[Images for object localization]
-.-.-

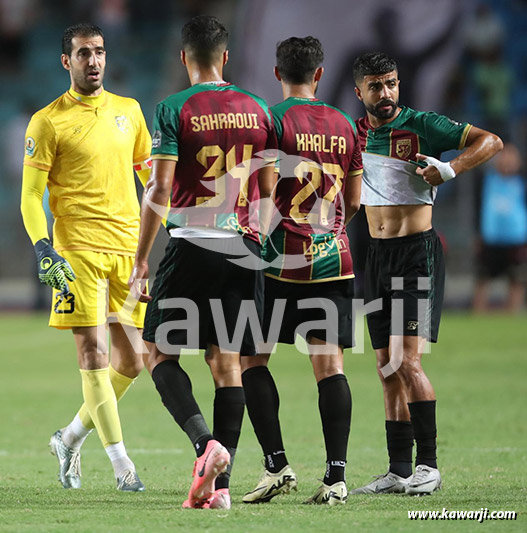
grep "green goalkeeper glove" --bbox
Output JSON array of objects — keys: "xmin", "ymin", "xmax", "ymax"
[{"xmin": 34, "ymin": 238, "xmax": 76, "ymax": 293}]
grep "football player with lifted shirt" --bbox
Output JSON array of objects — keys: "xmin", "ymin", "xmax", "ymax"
[{"xmin": 351, "ymin": 52, "xmax": 502, "ymax": 496}]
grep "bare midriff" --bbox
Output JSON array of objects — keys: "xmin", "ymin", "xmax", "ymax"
[{"xmin": 365, "ymin": 204, "xmax": 432, "ymax": 239}]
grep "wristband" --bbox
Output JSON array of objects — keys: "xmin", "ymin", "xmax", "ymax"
[{"xmin": 421, "ymin": 155, "xmax": 456, "ymax": 182}]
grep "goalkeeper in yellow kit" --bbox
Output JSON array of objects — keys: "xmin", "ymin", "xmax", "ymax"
[{"xmin": 20, "ymin": 23, "xmax": 152, "ymax": 491}]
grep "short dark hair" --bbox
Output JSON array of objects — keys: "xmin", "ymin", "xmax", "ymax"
[
  {"xmin": 62, "ymin": 23, "xmax": 104, "ymax": 56},
  {"xmin": 352, "ymin": 52, "xmax": 398, "ymax": 85},
  {"xmin": 276, "ymin": 36, "xmax": 324, "ymax": 85},
  {"xmin": 181, "ymin": 15, "xmax": 228, "ymax": 65}
]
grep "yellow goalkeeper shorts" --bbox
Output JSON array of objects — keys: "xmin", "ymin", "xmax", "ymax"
[{"xmin": 49, "ymin": 250, "xmax": 146, "ymax": 329}]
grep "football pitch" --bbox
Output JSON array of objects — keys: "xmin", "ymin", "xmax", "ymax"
[{"xmin": 0, "ymin": 312, "xmax": 525, "ymax": 532}]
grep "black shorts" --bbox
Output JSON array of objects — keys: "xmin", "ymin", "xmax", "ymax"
[
  {"xmin": 477, "ymin": 244, "xmax": 527, "ymax": 283},
  {"xmin": 364, "ymin": 229, "xmax": 445, "ymax": 350},
  {"xmin": 143, "ymin": 236, "xmax": 264, "ymax": 355},
  {"xmin": 262, "ymin": 276, "xmax": 355, "ymax": 348}
]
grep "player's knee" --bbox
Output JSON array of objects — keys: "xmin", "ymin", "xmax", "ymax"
[
  {"xmin": 206, "ymin": 354, "xmax": 240, "ymax": 376},
  {"xmin": 142, "ymin": 351, "xmax": 157, "ymax": 374},
  {"xmin": 119, "ymin": 357, "xmax": 143, "ymax": 378},
  {"xmin": 375, "ymin": 352, "xmax": 391, "ymax": 377},
  {"xmin": 76, "ymin": 343, "xmax": 109, "ymax": 369},
  {"xmin": 143, "ymin": 345, "xmax": 177, "ymax": 375},
  {"xmin": 313, "ymin": 366, "xmax": 342, "ymax": 383},
  {"xmin": 206, "ymin": 351, "xmax": 241, "ymax": 386},
  {"xmin": 240, "ymin": 354, "xmax": 269, "ymax": 373},
  {"xmin": 395, "ymin": 357, "xmax": 423, "ymax": 385}
]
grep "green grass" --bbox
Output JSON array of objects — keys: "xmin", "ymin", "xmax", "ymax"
[{"xmin": 0, "ymin": 312, "xmax": 525, "ymax": 532}]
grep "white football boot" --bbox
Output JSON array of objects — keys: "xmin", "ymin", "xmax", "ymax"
[
  {"xmin": 49, "ymin": 429, "xmax": 81, "ymax": 489},
  {"xmin": 406, "ymin": 465, "xmax": 442, "ymax": 495},
  {"xmin": 304, "ymin": 481, "xmax": 348, "ymax": 505},
  {"xmin": 350, "ymin": 472, "xmax": 411, "ymax": 494},
  {"xmin": 116, "ymin": 469, "xmax": 146, "ymax": 492},
  {"xmin": 243, "ymin": 465, "xmax": 298, "ymax": 503}
]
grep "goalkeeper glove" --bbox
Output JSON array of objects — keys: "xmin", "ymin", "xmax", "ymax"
[{"xmin": 34, "ymin": 238, "xmax": 76, "ymax": 293}]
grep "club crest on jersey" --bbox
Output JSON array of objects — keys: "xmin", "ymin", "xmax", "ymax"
[
  {"xmin": 407, "ymin": 320, "xmax": 419, "ymax": 331},
  {"xmin": 395, "ymin": 139, "xmax": 411, "ymax": 159},
  {"xmin": 115, "ymin": 115, "xmax": 129, "ymax": 133},
  {"xmin": 25, "ymin": 137, "xmax": 36, "ymax": 157}
]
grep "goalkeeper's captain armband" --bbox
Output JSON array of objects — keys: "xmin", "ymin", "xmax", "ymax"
[{"xmin": 34, "ymin": 238, "xmax": 76, "ymax": 293}]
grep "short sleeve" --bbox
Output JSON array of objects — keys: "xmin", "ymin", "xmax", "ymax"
[
  {"xmin": 265, "ymin": 115, "xmax": 278, "ymax": 152},
  {"xmin": 271, "ymin": 108, "xmax": 283, "ymax": 144},
  {"xmin": 422, "ymin": 112, "xmax": 472, "ymax": 153},
  {"xmin": 349, "ymin": 130, "xmax": 363, "ymax": 176},
  {"xmin": 151, "ymin": 102, "xmax": 180, "ymax": 160},
  {"xmin": 264, "ymin": 112, "xmax": 279, "ymax": 171},
  {"xmin": 23, "ymin": 113, "xmax": 57, "ymax": 171},
  {"xmin": 132, "ymin": 101, "xmax": 152, "ymax": 163}
]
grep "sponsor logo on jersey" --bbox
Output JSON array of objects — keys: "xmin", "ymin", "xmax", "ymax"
[
  {"xmin": 115, "ymin": 115, "xmax": 129, "ymax": 133},
  {"xmin": 152, "ymin": 130, "xmax": 162, "ymax": 148},
  {"xmin": 25, "ymin": 137, "xmax": 36, "ymax": 157}
]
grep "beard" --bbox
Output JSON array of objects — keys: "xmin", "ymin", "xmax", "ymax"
[
  {"xmin": 365, "ymin": 99, "xmax": 398, "ymax": 120},
  {"xmin": 72, "ymin": 69, "xmax": 104, "ymax": 95}
]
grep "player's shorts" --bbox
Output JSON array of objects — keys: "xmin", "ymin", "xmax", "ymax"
[
  {"xmin": 143, "ymin": 236, "xmax": 264, "ymax": 355},
  {"xmin": 50, "ymin": 250, "xmax": 146, "ymax": 329},
  {"xmin": 262, "ymin": 276, "xmax": 355, "ymax": 348},
  {"xmin": 477, "ymin": 243, "xmax": 527, "ymax": 283},
  {"xmin": 364, "ymin": 229, "xmax": 445, "ymax": 350}
]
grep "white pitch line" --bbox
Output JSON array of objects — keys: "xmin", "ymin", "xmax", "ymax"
[
  {"xmin": 0, "ymin": 448, "xmax": 184, "ymax": 457},
  {"xmin": 0, "ymin": 447, "xmax": 524, "ymax": 458}
]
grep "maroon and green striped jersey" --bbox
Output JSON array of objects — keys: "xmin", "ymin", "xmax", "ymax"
[
  {"xmin": 356, "ymin": 106, "xmax": 471, "ymax": 206},
  {"xmin": 151, "ymin": 82, "xmax": 277, "ymax": 242},
  {"xmin": 264, "ymin": 97, "xmax": 363, "ymax": 283}
]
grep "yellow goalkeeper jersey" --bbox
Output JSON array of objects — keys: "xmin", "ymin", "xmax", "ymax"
[{"xmin": 23, "ymin": 89, "xmax": 151, "ymax": 255}]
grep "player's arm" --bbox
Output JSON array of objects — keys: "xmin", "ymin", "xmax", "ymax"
[
  {"xmin": 449, "ymin": 126, "xmax": 503, "ymax": 175},
  {"xmin": 20, "ymin": 165, "xmax": 75, "ymax": 292},
  {"xmin": 129, "ymin": 158, "xmax": 175, "ymax": 301},
  {"xmin": 344, "ymin": 131, "xmax": 363, "ymax": 224},
  {"xmin": 21, "ymin": 165, "xmax": 50, "ymax": 244},
  {"xmin": 134, "ymin": 161, "xmax": 172, "ymax": 227},
  {"xmin": 416, "ymin": 127, "xmax": 503, "ymax": 186},
  {"xmin": 259, "ymin": 114, "xmax": 279, "ymax": 240},
  {"xmin": 257, "ymin": 164, "xmax": 278, "ymax": 241},
  {"xmin": 344, "ymin": 170, "xmax": 362, "ymax": 225}
]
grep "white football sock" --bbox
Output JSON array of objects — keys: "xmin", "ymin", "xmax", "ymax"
[
  {"xmin": 105, "ymin": 441, "xmax": 135, "ymax": 478},
  {"xmin": 62, "ymin": 414, "xmax": 93, "ymax": 450}
]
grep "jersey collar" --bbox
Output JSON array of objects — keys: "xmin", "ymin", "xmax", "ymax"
[
  {"xmin": 196, "ymin": 80, "xmax": 228, "ymax": 85},
  {"xmin": 68, "ymin": 88, "xmax": 107, "ymax": 108},
  {"xmin": 286, "ymin": 96, "xmax": 318, "ymax": 102}
]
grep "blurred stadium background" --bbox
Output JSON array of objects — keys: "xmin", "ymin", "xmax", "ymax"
[{"xmin": 0, "ymin": 0, "xmax": 525, "ymax": 311}]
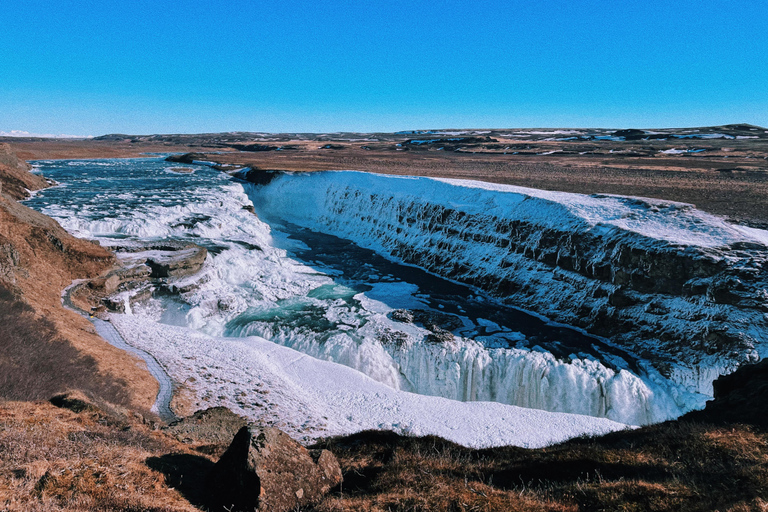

-.-.-

Once the lines of the entries containing the word "green" have been counted, report the number alone.

Answer for the task = 3